- _PROBLEM TO SOLVE_
Of the lines listed below, return exactly those that run from the line containing "Need: a marker for each instance of the flower stem" through the line containing "Target: bokeh background", both included.
Segment Open
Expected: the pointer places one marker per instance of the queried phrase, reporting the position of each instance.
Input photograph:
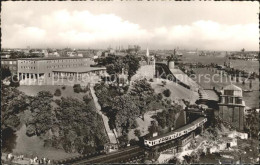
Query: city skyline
(157, 25)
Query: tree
(87, 98)
(132, 63)
(123, 140)
(77, 88)
(127, 111)
(14, 81)
(252, 123)
(163, 83)
(5, 72)
(153, 127)
(167, 93)
(57, 92)
(137, 133)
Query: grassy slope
(177, 94)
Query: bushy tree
(5, 72)
(81, 128)
(57, 92)
(77, 88)
(13, 102)
(137, 133)
(14, 81)
(167, 93)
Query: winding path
(110, 133)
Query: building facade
(39, 70)
(11, 64)
(232, 106)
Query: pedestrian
(30, 161)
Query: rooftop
(51, 58)
(79, 69)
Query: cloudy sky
(158, 25)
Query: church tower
(232, 106)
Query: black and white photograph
(139, 82)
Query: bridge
(132, 154)
(163, 70)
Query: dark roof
(79, 69)
(51, 58)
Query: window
(226, 100)
(231, 100)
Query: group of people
(10, 157)
(36, 160)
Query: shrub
(167, 93)
(87, 98)
(137, 133)
(57, 101)
(57, 92)
(77, 88)
(163, 83)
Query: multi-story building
(232, 106)
(39, 70)
(11, 64)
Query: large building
(40, 70)
(232, 106)
(11, 64)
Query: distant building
(40, 70)
(232, 106)
(9, 63)
(72, 54)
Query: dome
(232, 87)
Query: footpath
(111, 133)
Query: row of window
(64, 60)
(27, 62)
(231, 100)
(64, 66)
(8, 62)
(27, 67)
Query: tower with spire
(147, 53)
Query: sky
(155, 24)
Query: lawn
(67, 92)
(178, 92)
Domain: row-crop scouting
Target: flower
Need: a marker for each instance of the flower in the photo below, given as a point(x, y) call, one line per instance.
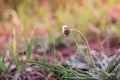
point(65, 30)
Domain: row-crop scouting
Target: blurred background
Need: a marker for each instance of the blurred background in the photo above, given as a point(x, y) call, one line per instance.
point(99, 20)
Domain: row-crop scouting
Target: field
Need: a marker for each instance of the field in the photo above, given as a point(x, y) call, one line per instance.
point(59, 40)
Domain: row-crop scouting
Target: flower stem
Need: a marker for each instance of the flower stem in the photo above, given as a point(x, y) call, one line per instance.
point(88, 50)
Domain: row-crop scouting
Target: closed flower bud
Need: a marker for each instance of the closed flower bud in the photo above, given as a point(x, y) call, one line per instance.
point(65, 30)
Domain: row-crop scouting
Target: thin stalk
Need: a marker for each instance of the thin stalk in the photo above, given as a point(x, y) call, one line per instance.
point(88, 51)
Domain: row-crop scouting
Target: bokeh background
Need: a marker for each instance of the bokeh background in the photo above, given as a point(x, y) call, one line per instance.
point(99, 20)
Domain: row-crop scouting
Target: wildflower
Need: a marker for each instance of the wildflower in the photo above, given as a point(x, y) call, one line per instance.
point(65, 30)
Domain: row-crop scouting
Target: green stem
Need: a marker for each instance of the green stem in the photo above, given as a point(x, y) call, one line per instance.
point(88, 53)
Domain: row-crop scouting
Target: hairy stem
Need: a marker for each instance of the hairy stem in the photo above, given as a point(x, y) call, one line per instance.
point(88, 51)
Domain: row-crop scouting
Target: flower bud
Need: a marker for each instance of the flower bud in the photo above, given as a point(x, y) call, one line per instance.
point(65, 30)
Segment Closed
- _WRITTEN ANSWER_
Need: a marker for each instance of the flower stem in the photo above, given as a point(x, y) call, one line per instance.
point(88, 50)
Domain: row-crop scouting
Target: closed flower bud
Need: a marker for each instance of the closed flower bud in the photo above, given as a point(x, y) call, one line per instance.
point(65, 30)
Domain: row-crop scouting
Target: thin stalk
Need: a marker for each instance of the thin stalk in the photo above, given as a point(x, y) call, one line per instance.
point(88, 51)
Domain: row-crop scouting
Target: bokeh background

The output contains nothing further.